What is needed
In the singing tips text, what must a classically trained singer mix more of into the lower notes to get a brighter, more speech-like tone?

Text passage
start

Here are 5 tips to help with the transition from classical to contemporary voice:
1. Your low end needs to have more buzz and edge. Classical singers tend to sound a bit "hooty" and weak at the low end. Find a brighter, more speech-like tone; to do this you need to mix more chest register in your lower notes.
2. Don't use as much vibrato. You don't have to cut it all out, but it should be used sparingly, with discretion and control. This means you need to develop the control to sing with straight tone so you can have that choice available in your performance.
3. Watch holding out notes too long. This is very typical of classically trained vocalists... do some research and listen to your favorite artists in the genre you want to learn. Notice how long (or short) they hold notes out. Notice what feels communicative instead of 'sing-y'. Practice miming to match what you hear and incorporate it in your phrasing.
4. Vowels need to be more flexible instead of wide open all the time. Sometimes I find that suggesting a chewing, circular movement of the jaw helps formal singers find more conversational shapes in vowels. A good study of blues or jazz singing can help you understand what I'm talking about.
5. The diction of natural communication needs to influence vocal performance more. A powerful contemporary performance requires more focus on the defining consonants instead of concentrating on perfect vowels... this authentically delivers a message in more popular styles of song.
For contemporary singers:If you don't know how to sing classical songs correctly (or don't want to), don't worry. You can achieve vocal cord stretching, flexing, relaxation and register mixing by doing lots of head voice exercises instead.
Here is a video vocal lesson I did to help a more formally trained singer transition to contemporary style.
As always, your comments are welcome! Be sure and check out my YouTube channel for more free video vocal lessons.
Labels: classical singing, contemporary style, contemporary voice, Judy Rodman, vocal performance
8 Comments :
At March 29, 2015 at 3:10 PM , Melissa H. said...
I really found this helpful. I love to sing classical/operatic music and I have a ton of vibrato all the time. I try to subdue it a little bit so that it only comes out at the notes that I hold longer, but sometimes I can't help it.
At March 29, 2015 at 4:37 PM , Judy Rodman said...
So glad you liked the post, Melissa... thanks! Tip: You will be able to control your vibrato by applying more... yes... BREATH CONTROL! How you hold back air pressure is vital... widen your ribs and pull your voice by your articulation, instead of pushing air. Check this post for more: http://blog.judyrodman.com/2012/04/voices-with-breathing-problems-check.html
At December 2, 2015 at 4:26 AM , Unknown said...

end

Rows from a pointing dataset

start

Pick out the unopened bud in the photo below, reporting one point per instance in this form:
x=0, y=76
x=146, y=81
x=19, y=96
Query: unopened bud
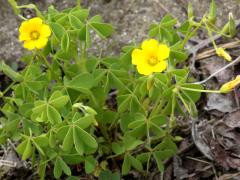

end

Solution to this task
More chest register.